§ Task prompt
Repeat the whole listing below, word for word.

^^^^^^^^^^^^^^^^

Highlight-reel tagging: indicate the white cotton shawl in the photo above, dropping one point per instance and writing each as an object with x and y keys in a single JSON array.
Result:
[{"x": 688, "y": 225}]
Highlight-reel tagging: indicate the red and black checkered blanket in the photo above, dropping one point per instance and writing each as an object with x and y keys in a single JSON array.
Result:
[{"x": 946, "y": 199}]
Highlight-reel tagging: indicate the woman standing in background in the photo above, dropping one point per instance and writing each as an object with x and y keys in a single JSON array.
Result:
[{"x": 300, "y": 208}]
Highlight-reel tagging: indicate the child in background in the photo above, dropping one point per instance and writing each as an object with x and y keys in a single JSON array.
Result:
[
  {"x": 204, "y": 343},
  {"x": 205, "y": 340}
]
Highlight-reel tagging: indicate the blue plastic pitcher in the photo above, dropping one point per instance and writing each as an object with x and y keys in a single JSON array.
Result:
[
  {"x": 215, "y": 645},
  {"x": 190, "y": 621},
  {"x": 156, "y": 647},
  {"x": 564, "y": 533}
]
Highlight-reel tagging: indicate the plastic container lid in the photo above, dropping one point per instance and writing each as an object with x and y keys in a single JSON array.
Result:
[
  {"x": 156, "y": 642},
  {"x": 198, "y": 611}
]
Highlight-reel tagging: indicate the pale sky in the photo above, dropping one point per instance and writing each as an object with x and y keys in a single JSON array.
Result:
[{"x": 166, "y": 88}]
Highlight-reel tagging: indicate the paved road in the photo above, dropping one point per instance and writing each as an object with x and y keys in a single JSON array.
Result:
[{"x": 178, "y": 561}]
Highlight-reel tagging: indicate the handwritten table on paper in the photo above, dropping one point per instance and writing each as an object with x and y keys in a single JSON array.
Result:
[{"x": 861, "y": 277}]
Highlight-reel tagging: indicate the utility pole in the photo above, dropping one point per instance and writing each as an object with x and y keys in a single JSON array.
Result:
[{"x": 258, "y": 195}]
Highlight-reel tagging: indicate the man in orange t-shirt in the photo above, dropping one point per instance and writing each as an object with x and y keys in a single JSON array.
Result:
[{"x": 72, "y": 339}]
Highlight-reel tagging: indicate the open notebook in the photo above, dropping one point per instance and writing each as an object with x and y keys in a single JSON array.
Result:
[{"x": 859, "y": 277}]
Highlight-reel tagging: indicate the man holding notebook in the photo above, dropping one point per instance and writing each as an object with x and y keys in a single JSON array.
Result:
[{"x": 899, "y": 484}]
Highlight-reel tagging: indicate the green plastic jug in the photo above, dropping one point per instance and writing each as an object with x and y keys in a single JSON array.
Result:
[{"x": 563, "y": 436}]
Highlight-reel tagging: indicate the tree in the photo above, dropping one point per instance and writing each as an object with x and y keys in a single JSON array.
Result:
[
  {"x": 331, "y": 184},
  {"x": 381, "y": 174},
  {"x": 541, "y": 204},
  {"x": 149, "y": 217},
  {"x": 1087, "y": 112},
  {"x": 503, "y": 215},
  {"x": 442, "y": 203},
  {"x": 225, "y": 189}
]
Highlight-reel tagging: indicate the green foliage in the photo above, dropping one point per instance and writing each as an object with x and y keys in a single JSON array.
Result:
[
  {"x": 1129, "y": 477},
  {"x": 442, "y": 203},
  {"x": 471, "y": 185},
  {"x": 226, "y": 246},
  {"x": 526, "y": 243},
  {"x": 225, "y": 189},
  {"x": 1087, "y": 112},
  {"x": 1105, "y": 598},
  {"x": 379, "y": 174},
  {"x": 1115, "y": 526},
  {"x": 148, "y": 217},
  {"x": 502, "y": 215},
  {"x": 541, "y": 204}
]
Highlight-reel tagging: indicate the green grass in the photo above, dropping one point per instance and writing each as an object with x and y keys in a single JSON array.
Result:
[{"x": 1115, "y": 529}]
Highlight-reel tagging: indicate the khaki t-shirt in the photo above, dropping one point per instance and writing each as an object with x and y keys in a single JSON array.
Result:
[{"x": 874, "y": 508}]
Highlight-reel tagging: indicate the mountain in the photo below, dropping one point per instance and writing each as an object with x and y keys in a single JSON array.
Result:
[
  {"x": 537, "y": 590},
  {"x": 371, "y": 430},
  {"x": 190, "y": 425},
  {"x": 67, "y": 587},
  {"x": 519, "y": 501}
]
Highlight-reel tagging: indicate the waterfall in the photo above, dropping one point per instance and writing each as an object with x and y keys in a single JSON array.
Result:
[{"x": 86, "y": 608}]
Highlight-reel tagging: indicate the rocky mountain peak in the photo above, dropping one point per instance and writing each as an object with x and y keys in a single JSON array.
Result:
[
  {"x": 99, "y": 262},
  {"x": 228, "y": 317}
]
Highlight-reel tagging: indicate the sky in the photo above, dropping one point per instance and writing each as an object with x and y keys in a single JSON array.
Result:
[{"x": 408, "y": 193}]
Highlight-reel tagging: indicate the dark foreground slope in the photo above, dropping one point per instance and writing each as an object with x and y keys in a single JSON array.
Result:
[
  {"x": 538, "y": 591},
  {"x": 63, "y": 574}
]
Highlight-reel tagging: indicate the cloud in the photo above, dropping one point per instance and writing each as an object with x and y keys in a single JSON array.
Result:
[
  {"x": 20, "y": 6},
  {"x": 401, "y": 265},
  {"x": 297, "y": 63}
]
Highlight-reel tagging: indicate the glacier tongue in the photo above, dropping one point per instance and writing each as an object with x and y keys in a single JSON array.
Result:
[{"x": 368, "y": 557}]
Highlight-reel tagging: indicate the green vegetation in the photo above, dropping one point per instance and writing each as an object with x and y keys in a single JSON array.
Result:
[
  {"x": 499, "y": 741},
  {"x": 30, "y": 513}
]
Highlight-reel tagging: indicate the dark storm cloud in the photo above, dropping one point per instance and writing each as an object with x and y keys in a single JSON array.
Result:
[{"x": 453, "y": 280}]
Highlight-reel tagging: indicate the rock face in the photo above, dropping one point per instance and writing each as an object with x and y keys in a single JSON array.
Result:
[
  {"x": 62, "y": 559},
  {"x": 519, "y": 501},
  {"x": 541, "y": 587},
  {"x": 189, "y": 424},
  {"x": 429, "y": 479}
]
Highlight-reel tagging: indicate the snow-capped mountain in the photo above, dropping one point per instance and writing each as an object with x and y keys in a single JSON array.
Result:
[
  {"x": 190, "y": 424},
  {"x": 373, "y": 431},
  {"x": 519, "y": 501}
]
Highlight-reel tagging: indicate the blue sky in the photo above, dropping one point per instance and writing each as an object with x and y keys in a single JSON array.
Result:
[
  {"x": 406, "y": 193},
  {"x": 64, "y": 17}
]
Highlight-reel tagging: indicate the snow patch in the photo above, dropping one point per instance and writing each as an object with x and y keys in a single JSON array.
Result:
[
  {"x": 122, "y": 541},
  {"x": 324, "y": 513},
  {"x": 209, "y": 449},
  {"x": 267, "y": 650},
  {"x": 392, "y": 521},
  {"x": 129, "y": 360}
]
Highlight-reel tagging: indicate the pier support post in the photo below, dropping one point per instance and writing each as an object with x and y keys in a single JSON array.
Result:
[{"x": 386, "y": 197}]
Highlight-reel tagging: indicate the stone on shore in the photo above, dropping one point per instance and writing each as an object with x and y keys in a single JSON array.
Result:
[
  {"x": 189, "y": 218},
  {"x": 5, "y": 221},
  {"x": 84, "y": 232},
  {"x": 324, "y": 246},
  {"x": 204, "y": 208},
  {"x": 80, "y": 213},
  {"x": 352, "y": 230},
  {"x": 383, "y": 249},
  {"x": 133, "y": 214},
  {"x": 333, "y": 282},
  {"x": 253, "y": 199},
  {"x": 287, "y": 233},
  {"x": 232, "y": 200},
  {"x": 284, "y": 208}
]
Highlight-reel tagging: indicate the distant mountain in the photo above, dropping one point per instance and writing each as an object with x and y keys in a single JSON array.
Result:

^^^^^^^^^^^^^^^^

§ Task result
Highlight-reel tagging: indicate the white cotton shawl in the photo above, dropping one point per instance and writing each as an object with x and y keys in a single JSON array.
Result:
[{"x": 688, "y": 225}]
Highlight-reel tagging: indicate the red and black checkered blanket in the photo above, dropping one point per instance and writing each as an object with x and y keys in a single JSON array.
Result:
[{"x": 946, "y": 199}]
Highlight-reel tagging: indicate the woman standing in background in the photo above, dropping one point per instance and writing each as an object with x and y keys in a single JSON array.
Result:
[{"x": 300, "y": 208}]
Highlight-reel tagging: indicate the child in background in the photo above, dropping one point per instance and writing each as an object with x and y keys in a single JSON array.
Result:
[
  {"x": 204, "y": 343},
  {"x": 205, "y": 340}
]
Highlight-reel tagging: indicate the blue plastic pitcher in the photo above, dropping one point per instance and writing each as an object with x and y keys in a single JSON array.
Result:
[
  {"x": 215, "y": 645},
  {"x": 190, "y": 621},
  {"x": 156, "y": 647},
  {"x": 564, "y": 533}
]
Highlight-reel tagging: indicate the plastic container lid in the photo above, dropping one point per instance and writing each as an object with x and y keys in a single JSON array.
Result:
[
  {"x": 156, "y": 642},
  {"x": 198, "y": 611}
]
Highlight-reel tagging: indicate the pale sky in the photo above, dropping one point per instance and writing each as an object with x and y keys in a single JSON array.
Result:
[{"x": 166, "y": 88}]
Highlight-reel tagging: indicate the paved road in the photo above, dropping one point per instance and writing each as an object with x and y keys in a single JSON array.
Result:
[{"x": 178, "y": 561}]
Highlight-reel tagging: indicate the handwritten table on paper in the photo above, dropping one point per instance and writing each as an object with x and y keys in a single JSON array.
Result:
[{"x": 861, "y": 277}]
Highlight-reel tagging: indicate the utility pole in the photo above, dropping one point per instance and writing each as an object with x and y keys in a single JSON array.
Result:
[{"x": 258, "y": 195}]
Highlight-reel tagging: indicate the man in orange t-shirt in the photo above, dropping one point per instance and writing each as an object with x and y keys in a single JSON array.
Result:
[{"x": 72, "y": 339}]
Highlight-reel tagging: indicate the open notebook in the photo above, dropping one point per instance and writing each as an object with x and y keys in a single JSON array.
Result:
[{"x": 859, "y": 277}]
Highlight-reel tagging: indicate the man holding notebook in the photo above, dropping one point per instance and writing each as an object with x and y keys in a single JSON array.
Result:
[{"x": 899, "y": 484}]
Highlight-reel tagging: indicate the green plastic jug in the photo above, dropping one point per instance and writing each as an object with x and y keys in a single JSON array.
Result:
[{"x": 563, "y": 436}]
Highlight-reel tagging: indicate the tree in the photo above, dropping one point per instance and writing each as an object with x and y keys in a single JSON array.
Result:
[
  {"x": 331, "y": 184},
  {"x": 381, "y": 174},
  {"x": 541, "y": 204},
  {"x": 149, "y": 217},
  {"x": 1087, "y": 112},
  {"x": 503, "y": 215},
  {"x": 442, "y": 203},
  {"x": 225, "y": 189}
]
Highlight-reel tagging: indicate the green foliage in the photo above, dropping one point per instance and writing each as an object with x and y keys in a single JSON array.
Result:
[
  {"x": 1129, "y": 477},
  {"x": 442, "y": 203},
  {"x": 471, "y": 185},
  {"x": 226, "y": 246},
  {"x": 526, "y": 243},
  {"x": 225, "y": 189},
  {"x": 1087, "y": 112},
  {"x": 1105, "y": 598},
  {"x": 379, "y": 174},
  {"x": 1115, "y": 526},
  {"x": 148, "y": 217},
  {"x": 502, "y": 215},
  {"x": 541, "y": 204}
]
Highlight-reel tagging: indicate the green grass in the photo above, dropping one point per instance and writing each as an object with x and y keys in a single JSON array.
Result:
[{"x": 1115, "y": 529}]
Highlight-reel tagging: indicate the khaki t-shirt in the photo above, dropping one point per instance and writing each as an object with x and y keys in a single JSON array.
Result:
[{"x": 874, "y": 508}]
Highlight-reel tagging: indicate the mountain in the photo below, dropping one point per instance and writing each as an object with x and y keys in a single JSON array.
Result:
[
  {"x": 537, "y": 590},
  {"x": 371, "y": 430},
  {"x": 190, "y": 425},
  {"x": 67, "y": 587},
  {"x": 519, "y": 501}
]
Highlight-reel tagging: indicate the waterfall in the photo above, dropping one point per instance and writing each as an object with x and y keys in a single JSON array.
Result:
[{"x": 86, "y": 608}]
Highlight-reel tagging: indicate the rocky mountain peak in the photo above, dropping one point per instance and writing each as an object with x and y keys in a single JSON array.
Result:
[
  {"x": 99, "y": 262},
  {"x": 228, "y": 317}
]
Highlight-reel tagging: indicate the sky in the photo above, dropping one point per instance and writing each as an object with x and y keys in a single JSON array.
Result:
[{"x": 408, "y": 193}]
Highlight-reel tagging: indicate the dark foreground slope in the photo above, dropping one point per instance and writing each as an object with x and y keys in a single JSON array.
Result:
[
  {"x": 538, "y": 591},
  {"x": 63, "y": 574}
]
Highlight-reel tagging: indicate the cloud in the photo above, dropping one point per instance and writing each as an object with x and y keys in a single JSON array.
Result:
[
  {"x": 20, "y": 6},
  {"x": 401, "y": 265},
  {"x": 297, "y": 63}
]
Highlight-reel tagging: indicate the glacier tongue in the photo above, dropping one point per instance and writing each as an object with x and y keys in a single JSON array.
Result:
[{"x": 368, "y": 557}]
Highlight-reel tagging: indicate the green vegetation in the photo above, dropping one point per instance and writing each as an object with x and y keys in a single JSON array.
Result:
[
  {"x": 499, "y": 741},
  {"x": 30, "y": 513}
]
Highlight-reel tagging: indicate the dark storm cloud in the photo above, dropping one point per instance and writing each as an object with x and y keys in a single JSON array.
Result:
[{"x": 453, "y": 280}]
Highlight-reel tagging: indicate the rock face in the photo above, dropping one point per instance and writing each as an object with x and y keys in a single JSON array.
Result:
[
  {"x": 62, "y": 559},
  {"x": 519, "y": 501},
  {"x": 541, "y": 587},
  {"x": 189, "y": 424},
  {"x": 429, "y": 479}
]
Highlight-reel tagging: indicate the snow-capped mountain in the photo above, dropping one point per instance and writing each as an object with x and y keys in a single JSON array.
Result:
[
  {"x": 190, "y": 424},
  {"x": 373, "y": 431},
  {"x": 519, "y": 501}
]
Highlight-reel tagging: indicate the blue sky in the photo above, dropping one point per instance and writing each as an object with x and y keys in a single JSON array.
Result:
[
  {"x": 406, "y": 193},
  {"x": 64, "y": 17}
]
Highlight-reel tagging: indicate the snow patch in the photo above, dropping one point per instance and writing each as an object with x and y keys in a single JSON array.
Result:
[
  {"x": 122, "y": 541},
  {"x": 324, "y": 513},
  {"x": 209, "y": 449},
  {"x": 267, "y": 650},
  {"x": 392, "y": 521},
  {"x": 129, "y": 360}
]
Highlight-reel tagging: indicate the pier support post in the photo below, dropping one point per instance and writing each as an object with x and y keys in a single JSON array.
Result:
[{"x": 386, "y": 197}]
Highlight-reel tagging: indicate the stone on shore in the photo above, dropping one point per instance and writing each as an object with x and y keys in a single JSON array.
Result:
[
  {"x": 189, "y": 218},
  {"x": 5, "y": 221},
  {"x": 84, "y": 232},
  {"x": 324, "y": 246},
  {"x": 204, "y": 208},
  {"x": 80, "y": 213},
  {"x": 352, "y": 230},
  {"x": 383, "y": 249},
  {"x": 133, "y": 214},
  {"x": 333, "y": 282},
  {"x": 253, "y": 199},
  {"x": 287, "y": 233},
  {"x": 232, "y": 200},
  {"x": 284, "y": 208}
]
Highlight-reel tagging: indicate the distant mountain in the photo above, dropping one point per instance and writing each as an object with x and y keys in a single JSON array.
Result:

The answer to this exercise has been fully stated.